= Исходный отрывок =
Достаточно вспомнить, что во времена пророков у евреев было семь пророчиц, имена которых записаны в Танах: Сарра, Мирьям, Дебора, Ханна, Абигайль, Хульда и Эстер. И лично Аврааму, праотцу нашему, сказал Господь: «Во всем, что скажет тебе Сарра, слушайся голоса ее» (Бытие, 21:12). И Ревекке, а не Исааку обязаны мы своим первородством, ибо это она, с чисто женской решимостью, без тени сомнения в своей правоте, взялась обмануть своего слепого мужа Исаака и присвоить первородство, которое по праву рождения принадлежало косматому Исаву, младшенькому, любимцу своему, Иакову, позднее получившему от Бога великое свое имя: Израиль.
Вот в обстановке такого женского домостроя росла Верочка Инбер, девочка со вздернутым носиком, миниатюрная, хрупкая, с рыжими волосами, поклонники впоследствии предпочитали называть ее златокудрой, капризная, немножечко взбалмошная и обожавшая своего истинно еврейского папочку, о котором до конца своей жизни говорила не иначе как «мой замечательный папа».
Поразительный феномен: типично ассимилированная девочка, она на долгие годы сохранила пристрастие к еврейским словечкам, переданным ей местечковым папой, и свою таксу, заядлая собачница, она нарекла еврейским именем: Беня Крик. Во времена Бабеля и Багрицкого у нее был Беня Крик первый, четверть века спустя — Беня Крик четвертый.

= Задание 1 =
Перепишите весь отрывок о Вере Инбер слово в слово, ничего не меняя.
Приведенные далее строки с отрывком никак не связаны.

= Исходные строки =
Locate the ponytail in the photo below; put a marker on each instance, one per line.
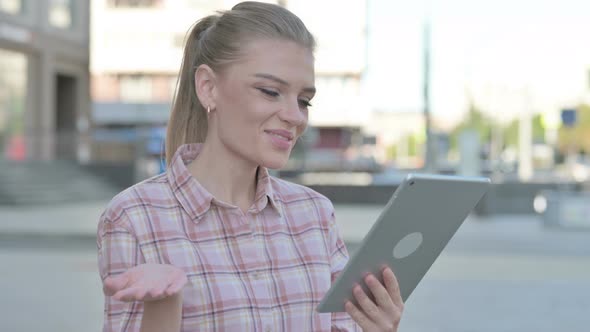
(188, 118)
(215, 41)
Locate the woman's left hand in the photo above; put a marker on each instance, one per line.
(385, 314)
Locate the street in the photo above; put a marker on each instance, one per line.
(497, 274)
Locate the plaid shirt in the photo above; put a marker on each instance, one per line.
(264, 270)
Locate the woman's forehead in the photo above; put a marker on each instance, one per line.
(286, 60)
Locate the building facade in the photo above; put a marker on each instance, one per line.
(136, 50)
(44, 80)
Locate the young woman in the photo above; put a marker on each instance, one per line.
(215, 243)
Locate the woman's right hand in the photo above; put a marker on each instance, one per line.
(146, 282)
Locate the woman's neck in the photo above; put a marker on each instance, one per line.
(226, 176)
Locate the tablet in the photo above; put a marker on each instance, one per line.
(414, 227)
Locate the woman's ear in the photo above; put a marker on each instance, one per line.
(205, 84)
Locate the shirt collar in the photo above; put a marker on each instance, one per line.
(195, 199)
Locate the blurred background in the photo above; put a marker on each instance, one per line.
(493, 88)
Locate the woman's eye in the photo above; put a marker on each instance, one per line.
(304, 103)
(269, 92)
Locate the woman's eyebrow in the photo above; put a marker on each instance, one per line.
(282, 81)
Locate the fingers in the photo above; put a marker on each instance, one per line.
(113, 284)
(392, 286)
(134, 293)
(366, 304)
(358, 316)
(379, 292)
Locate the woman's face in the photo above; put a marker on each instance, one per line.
(261, 101)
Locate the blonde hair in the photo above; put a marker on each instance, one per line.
(215, 41)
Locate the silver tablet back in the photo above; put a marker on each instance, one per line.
(421, 217)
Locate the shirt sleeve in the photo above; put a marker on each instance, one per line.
(341, 321)
(118, 250)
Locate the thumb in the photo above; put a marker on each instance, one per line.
(113, 284)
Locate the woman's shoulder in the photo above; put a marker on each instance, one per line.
(152, 192)
(289, 193)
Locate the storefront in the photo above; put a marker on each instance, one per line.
(44, 80)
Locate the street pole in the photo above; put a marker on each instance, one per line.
(525, 141)
(429, 158)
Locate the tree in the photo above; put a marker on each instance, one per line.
(475, 119)
(578, 137)
(510, 133)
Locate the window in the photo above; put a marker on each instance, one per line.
(135, 88)
(134, 3)
(13, 7)
(13, 95)
(60, 13)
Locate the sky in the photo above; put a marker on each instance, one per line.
(507, 55)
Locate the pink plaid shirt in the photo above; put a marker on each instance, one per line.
(265, 270)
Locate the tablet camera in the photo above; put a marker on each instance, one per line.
(407, 245)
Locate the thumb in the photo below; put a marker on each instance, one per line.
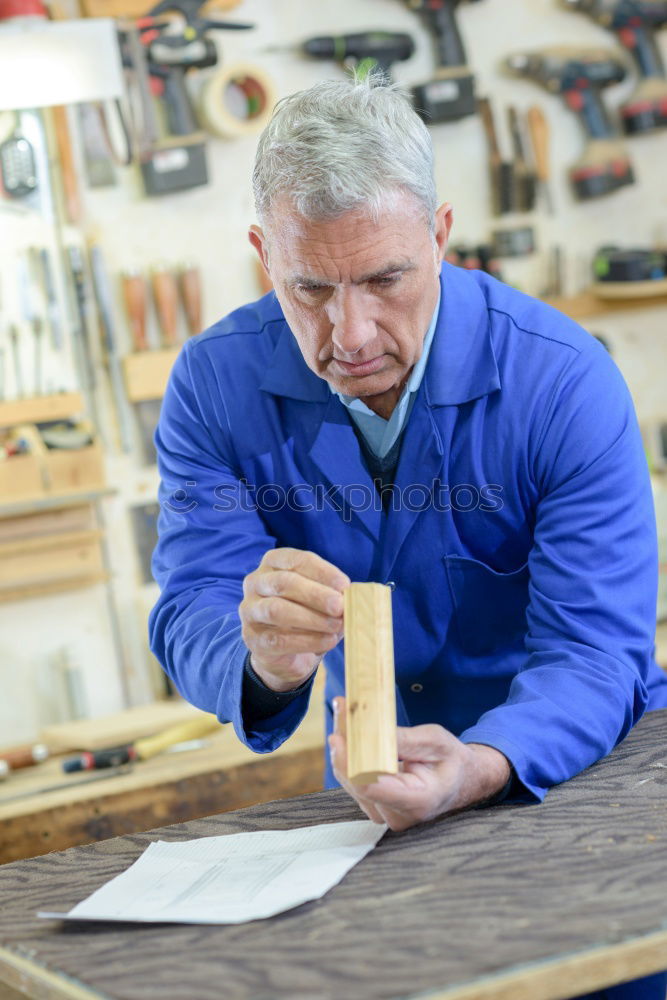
(428, 744)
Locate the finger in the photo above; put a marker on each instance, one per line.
(338, 752)
(280, 613)
(300, 589)
(308, 564)
(340, 717)
(265, 640)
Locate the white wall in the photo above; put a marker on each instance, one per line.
(209, 226)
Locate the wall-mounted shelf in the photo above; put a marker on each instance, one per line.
(53, 502)
(52, 587)
(41, 409)
(147, 373)
(588, 305)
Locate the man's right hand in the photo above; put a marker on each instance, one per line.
(291, 615)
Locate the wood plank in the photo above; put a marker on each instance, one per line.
(117, 727)
(588, 305)
(53, 501)
(22, 593)
(147, 373)
(50, 564)
(370, 683)
(514, 901)
(40, 409)
(53, 540)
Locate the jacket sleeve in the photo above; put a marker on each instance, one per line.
(210, 537)
(593, 585)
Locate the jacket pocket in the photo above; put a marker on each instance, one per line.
(489, 607)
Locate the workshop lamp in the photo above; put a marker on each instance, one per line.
(45, 63)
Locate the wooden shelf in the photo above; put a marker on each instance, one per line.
(588, 305)
(53, 501)
(147, 373)
(52, 587)
(41, 409)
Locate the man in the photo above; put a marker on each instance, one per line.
(384, 416)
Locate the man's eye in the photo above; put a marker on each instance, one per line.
(385, 280)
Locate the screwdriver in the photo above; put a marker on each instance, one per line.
(539, 137)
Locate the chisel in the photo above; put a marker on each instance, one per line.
(189, 280)
(502, 172)
(82, 352)
(524, 178)
(165, 293)
(539, 137)
(134, 296)
(103, 296)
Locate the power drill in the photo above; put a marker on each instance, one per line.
(635, 23)
(450, 95)
(579, 75)
(368, 49)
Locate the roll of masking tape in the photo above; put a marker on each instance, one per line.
(236, 100)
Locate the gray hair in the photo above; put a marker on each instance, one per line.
(341, 145)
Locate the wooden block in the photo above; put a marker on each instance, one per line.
(78, 469)
(147, 373)
(20, 479)
(369, 683)
(56, 559)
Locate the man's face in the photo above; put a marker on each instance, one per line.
(358, 295)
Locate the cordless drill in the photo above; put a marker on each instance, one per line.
(635, 23)
(450, 95)
(579, 76)
(368, 50)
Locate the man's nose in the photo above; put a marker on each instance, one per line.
(349, 314)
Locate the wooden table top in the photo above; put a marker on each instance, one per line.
(510, 903)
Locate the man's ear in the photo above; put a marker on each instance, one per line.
(444, 219)
(258, 240)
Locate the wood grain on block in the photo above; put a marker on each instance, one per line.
(369, 683)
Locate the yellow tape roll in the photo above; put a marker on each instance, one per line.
(236, 100)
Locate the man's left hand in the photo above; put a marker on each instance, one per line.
(438, 774)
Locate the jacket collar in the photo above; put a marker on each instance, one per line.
(461, 366)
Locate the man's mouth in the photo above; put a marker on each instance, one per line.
(364, 368)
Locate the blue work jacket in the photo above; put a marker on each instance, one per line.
(522, 549)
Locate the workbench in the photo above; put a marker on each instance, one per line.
(168, 788)
(513, 902)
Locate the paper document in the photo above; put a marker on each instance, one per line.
(228, 880)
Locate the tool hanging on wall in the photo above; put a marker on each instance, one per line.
(32, 317)
(538, 130)
(190, 287)
(635, 23)
(165, 295)
(135, 298)
(236, 100)
(502, 171)
(450, 95)
(98, 163)
(579, 76)
(18, 167)
(152, 50)
(111, 357)
(366, 50)
(44, 270)
(79, 311)
(525, 181)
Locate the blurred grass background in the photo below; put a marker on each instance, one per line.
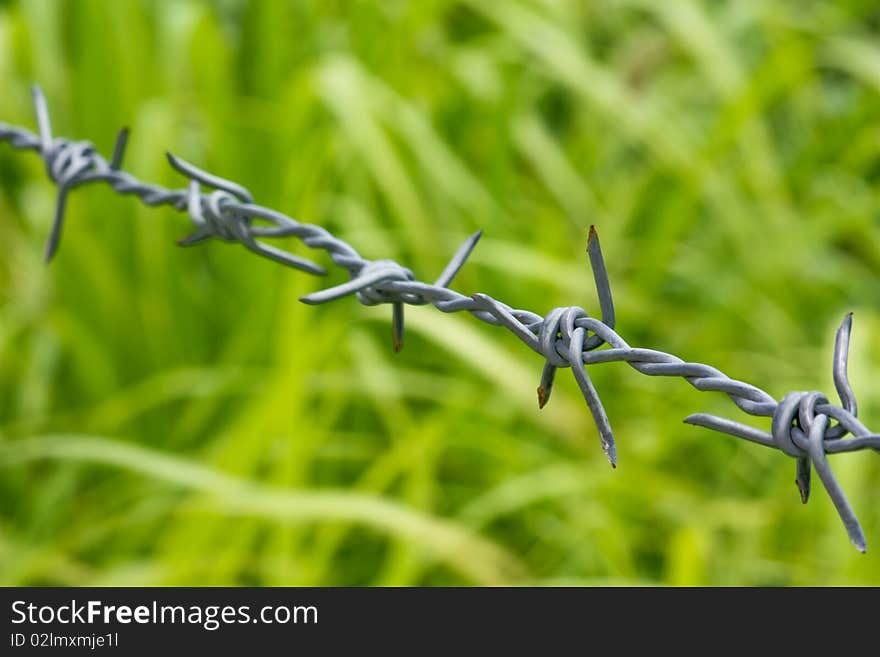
(173, 416)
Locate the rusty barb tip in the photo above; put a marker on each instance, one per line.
(542, 397)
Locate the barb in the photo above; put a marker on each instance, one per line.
(565, 337)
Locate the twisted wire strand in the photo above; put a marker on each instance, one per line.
(564, 337)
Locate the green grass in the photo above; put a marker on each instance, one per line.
(176, 416)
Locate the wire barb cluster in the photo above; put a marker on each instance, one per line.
(565, 337)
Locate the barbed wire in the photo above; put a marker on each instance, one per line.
(564, 337)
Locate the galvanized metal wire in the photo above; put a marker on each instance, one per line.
(801, 422)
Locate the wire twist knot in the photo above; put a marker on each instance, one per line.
(385, 271)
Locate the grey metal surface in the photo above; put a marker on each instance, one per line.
(564, 337)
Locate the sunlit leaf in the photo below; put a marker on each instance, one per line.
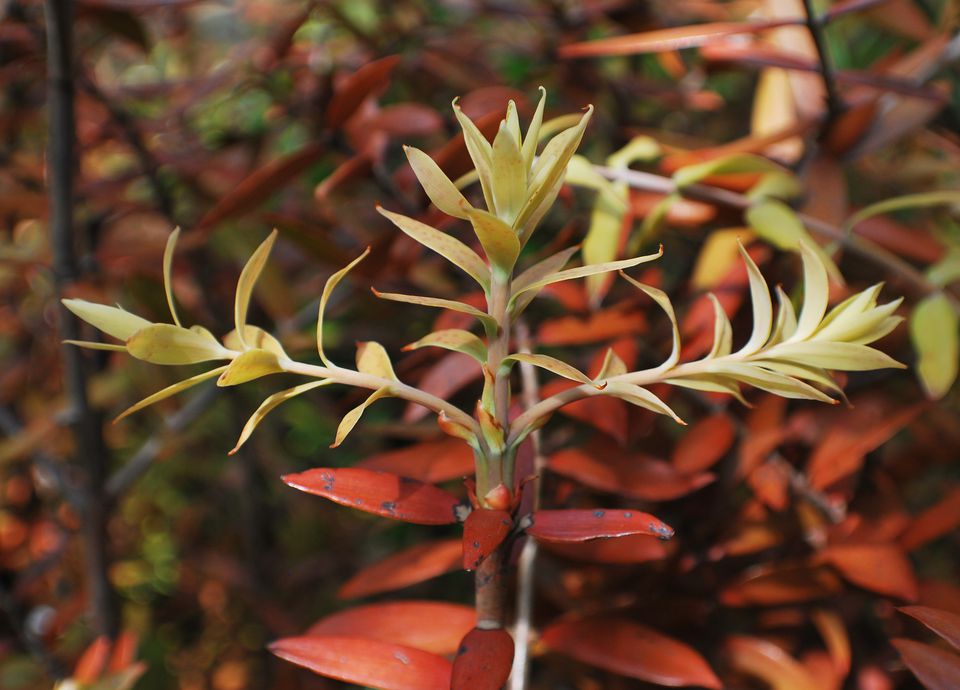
(935, 332)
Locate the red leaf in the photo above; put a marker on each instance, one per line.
(624, 647)
(432, 626)
(405, 568)
(431, 462)
(380, 493)
(367, 662)
(581, 525)
(605, 467)
(673, 38)
(483, 531)
(635, 548)
(936, 521)
(257, 187)
(352, 91)
(881, 568)
(483, 660)
(944, 623)
(937, 669)
(704, 444)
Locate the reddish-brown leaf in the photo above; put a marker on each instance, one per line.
(944, 623)
(371, 663)
(855, 432)
(433, 626)
(380, 493)
(594, 523)
(483, 531)
(933, 523)
(635, 548)
(704, 444)
(674, 38)
(936, 668)
(881, 568)
(405, 568)
(352, 90)
(431, 462)
(257, 187)
(624, 647)
(606, 467)
(483, 660)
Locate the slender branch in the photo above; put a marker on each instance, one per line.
(90, 452)
(815, 27)
(856, 244)
(519, 674)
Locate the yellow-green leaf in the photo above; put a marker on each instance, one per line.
(250, 365)
(168, 273)
(268, 405)
(248, 278)
(442, 192)
(777, 223)
(328, 288)
(934, 331)
(373, 359)
(641, 397)
(453, 339)
(559, 367)
(164, 343)
(447, 246)
(353, 416)
(113, 321)
(170, 391)
(499, 241)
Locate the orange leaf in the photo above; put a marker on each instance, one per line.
(405, 568)
(367, 662)
(629, 649)
(380, 493)
(483, 660)
(432, 626)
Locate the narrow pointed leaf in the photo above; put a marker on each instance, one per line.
(168, 273)
(584, 271)
(442, 192)
(581, 525)
(248, 278)
(629, 649)
(353, 416)
(483, 660)
(498, 240)
(483, 531)
(404, 568)
(271, 403)
(113, 321)
(554, 365)
(373, 359)
(936, 668)
(250, 365)
(489, 322)
(163, 343)
(447, 246)
(431, 626)
(328, 287)
(935, 332)
(453, 339)
(380, 493)
(169, 391)
(367, 662)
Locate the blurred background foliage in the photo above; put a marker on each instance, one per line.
(222, 118)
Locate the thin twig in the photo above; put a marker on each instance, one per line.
(856, 244)
(815, 27)
(519, 675)
(90, 453)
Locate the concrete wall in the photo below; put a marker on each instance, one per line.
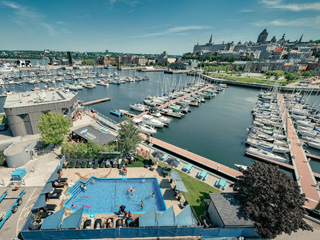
(24, 120)
(20, 158)
(214, 216)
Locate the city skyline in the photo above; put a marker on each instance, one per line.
(150, 26)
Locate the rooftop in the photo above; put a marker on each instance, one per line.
(27, 99)
(228, 207)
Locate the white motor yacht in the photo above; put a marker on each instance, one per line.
(138, 107)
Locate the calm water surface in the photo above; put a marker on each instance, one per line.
(215, 130)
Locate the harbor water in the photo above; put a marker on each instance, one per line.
(217, 129)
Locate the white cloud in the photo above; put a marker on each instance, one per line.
(295, 7)
(178, 31)
(292, 23)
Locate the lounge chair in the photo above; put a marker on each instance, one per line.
(56, 184)
(87, 224)
(53, 195)
(45, 214)
(65, 165)
(72, 163)
(225, 186)
(84, 163)
(95, 164)
(103, 164)
(89, 164)
(78, 164)
(184, 204)
(107, 223)
(119, 222)
(217, 184)
(62, 179)
(164, 157)
(98, 224)
(108, 163)
(205, 177)
(49, 207)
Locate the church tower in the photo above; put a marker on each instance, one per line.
(262, 38)
(210, 40)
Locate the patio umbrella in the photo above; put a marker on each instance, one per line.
(175, 175)
(157, 154)
(173, 162)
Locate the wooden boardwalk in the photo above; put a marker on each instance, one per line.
(218, 167)
(302, 169)
(284, 165)
(313, 156)
(96, 101)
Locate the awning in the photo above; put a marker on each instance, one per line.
(41, 202)
(175, 175)
(72, 221)
(47, 188)
(53, 221)
(167, 219)
(181, 187)
(185, 218)
(91, 133)
(149, 219)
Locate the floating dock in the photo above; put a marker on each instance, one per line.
(96, 101)
(195, 159)
(127, 113)
(302, 169)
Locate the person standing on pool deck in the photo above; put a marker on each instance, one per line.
(122, 208)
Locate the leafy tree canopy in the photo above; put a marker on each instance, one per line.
(129, 137)
(53, 128)
(272, 199)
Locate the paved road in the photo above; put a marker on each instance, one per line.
(13, 225)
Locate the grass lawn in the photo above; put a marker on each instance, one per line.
(140, 162)
(198, 191)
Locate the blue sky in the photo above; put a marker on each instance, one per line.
(150, 26)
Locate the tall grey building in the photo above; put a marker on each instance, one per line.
(262, 38)
(24, 110)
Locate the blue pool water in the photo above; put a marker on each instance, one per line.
(101, 196)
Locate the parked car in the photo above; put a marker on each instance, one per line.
(4, 127)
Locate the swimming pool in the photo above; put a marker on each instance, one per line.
(101, 196)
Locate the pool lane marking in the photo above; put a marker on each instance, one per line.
(17, 229)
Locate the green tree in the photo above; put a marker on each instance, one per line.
(272, 199)
(129, 136)
(53, 128)
(310, 73)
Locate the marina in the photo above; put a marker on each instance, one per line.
(96, 101)
(217, 115)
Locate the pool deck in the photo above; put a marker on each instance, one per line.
(84, 174)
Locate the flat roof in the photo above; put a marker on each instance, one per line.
(17, 148)
(27, 99)
(229, 209)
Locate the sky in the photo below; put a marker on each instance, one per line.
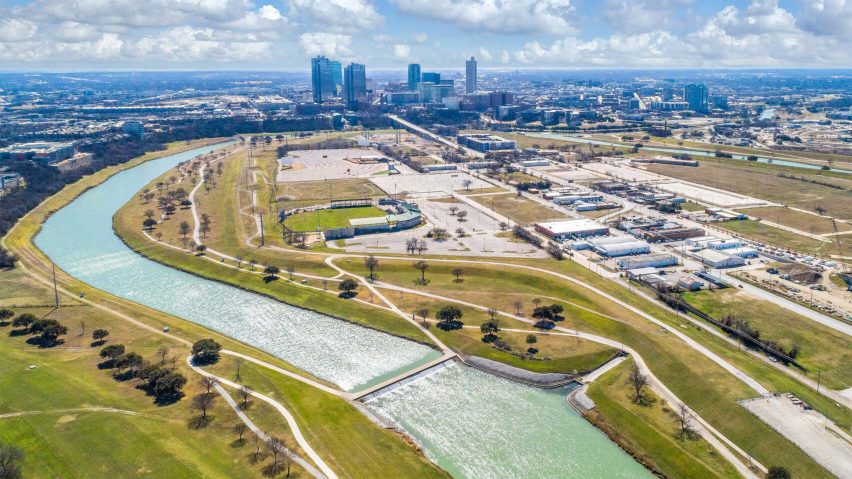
(284, 34)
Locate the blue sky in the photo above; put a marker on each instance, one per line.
(283, 34)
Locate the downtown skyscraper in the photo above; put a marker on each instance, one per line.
(326, 78)
(413, 76)
(354, 84)
(470, 76)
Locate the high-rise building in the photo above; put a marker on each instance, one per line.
(696, 96)
(354, 85)
(325, 78)
(431, 77)
(413, 75)
(470, 76)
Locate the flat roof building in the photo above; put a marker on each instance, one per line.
(484, 142)
(561, 230)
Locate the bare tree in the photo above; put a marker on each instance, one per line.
(637, 381)
(240, 429)
(422, 266)
(423, 313)
(163, 352)
(371, 263)
(684, 417)
(244, 393)
(208, 383)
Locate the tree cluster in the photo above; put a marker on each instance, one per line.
(159, 380)
(449, 318)
(205, 351)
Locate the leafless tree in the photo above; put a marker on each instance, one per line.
(244, 393)
(637, 381)
(371, 262)
(163, 352)
(240, 429)
(422, 266)
(208, 383)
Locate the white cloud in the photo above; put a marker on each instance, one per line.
(827, 17)
(498, 16)
(339, 15)
(329, 44)
(638, 16)
(16, 30)
(763, 34)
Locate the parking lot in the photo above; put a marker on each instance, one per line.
(433, 185)
(481, 234)
(313, 165)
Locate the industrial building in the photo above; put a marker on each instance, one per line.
(624, 249)
(485, 143)
(718, 259)
(647, 261)
(562, 230)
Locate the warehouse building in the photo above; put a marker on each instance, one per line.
(624, 249)
(566, 229)
(718, 259)
(647, 261)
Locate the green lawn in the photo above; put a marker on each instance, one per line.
(821, 347)
(156, 443)
(652, 439)
(332, 218)
(345, 438)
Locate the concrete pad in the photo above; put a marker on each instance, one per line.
(811, 431)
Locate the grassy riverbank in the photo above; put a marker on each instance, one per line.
(653, 440)
(706, 387)
(157, 441)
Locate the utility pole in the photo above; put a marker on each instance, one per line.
(55, 289)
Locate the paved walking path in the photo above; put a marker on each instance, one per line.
(291, 421)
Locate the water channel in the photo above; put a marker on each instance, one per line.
(472, 424)
(684, 151)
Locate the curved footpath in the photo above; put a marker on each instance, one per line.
(706, 430)
(291, 421)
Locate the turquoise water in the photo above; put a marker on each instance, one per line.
(475, 425)
(701, 153)
(472, 424)
(80, 239)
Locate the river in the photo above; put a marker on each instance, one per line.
(472, 424)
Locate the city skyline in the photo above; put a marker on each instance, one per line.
(385, 34)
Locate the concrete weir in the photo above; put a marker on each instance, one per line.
(405, 378)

= Задание 2 =
Найдите среди строк выше все, где встречается слово «hand», и выпишите каждую из них целиком. Регистр букв учитывается.

= Ответ 1 =
Достаточно вспомнить, что во времена пророков у евреев было семь пророчиц, имена которых записаны в Танах: Сарра, Мирьям, Дебора, Ханна, Абигайль, Хульда и Эстер. И лично Аврааму, праотцу нашему, сказал Господь: «Во всем, что скажет тебе Сарра, слушайся голоса ее» (Бытие, 21:12). И Ревекке, а не Исааку обязаны мы своим первородством, ибо это она, с чисто женской решимостью, без тени сомнения в своей правоте, взялась обмануть своего слепого мужа Исаака и присвоить первородство, которое по праву рождения принадлежало косматому Исаву, младшенькому, любимцу своему, Иакову, позднее получившему от Бога великое свое имя: Израиль.
Вот в обстановке такого женского домостроя росла Верочка Инбер, девочка со вздернутым носиком, миниатюрная, хрупкая, с рыжими волосами, поклонники впоследствии предпочитали называть ее златокудрой, капризная, немножечко взбалмошная и обожавшая своего истинно еврейского папочку, о котором до конца своей жизни говорила не иначе как «мой замечательный папа».
Поразительный феномен: типично ассимилированная девочка, она на долгие годы сохранила пристрастие к еврейским словечкам, переданным ей местечковым папой, и свою таксу, заядлая собачница, она нарекла еврейским именем: Беня Крик. Во времена Бабеля и Багрицкого у нее был Беня Крик первый, четверть века спустя — Беня Крик четвертый.

= Ответ 2 =
Locate the woman's left hand in the photo above; put a marker on each instance, one per line.
Locate the woman's right hand in the photo above; put a marker on each instance, one per line.
Locate the man's right hand in the photo above; put a marker on each instance, one per line.
Locate the man's left hand in the photo above; put a marker on each instance, one per line.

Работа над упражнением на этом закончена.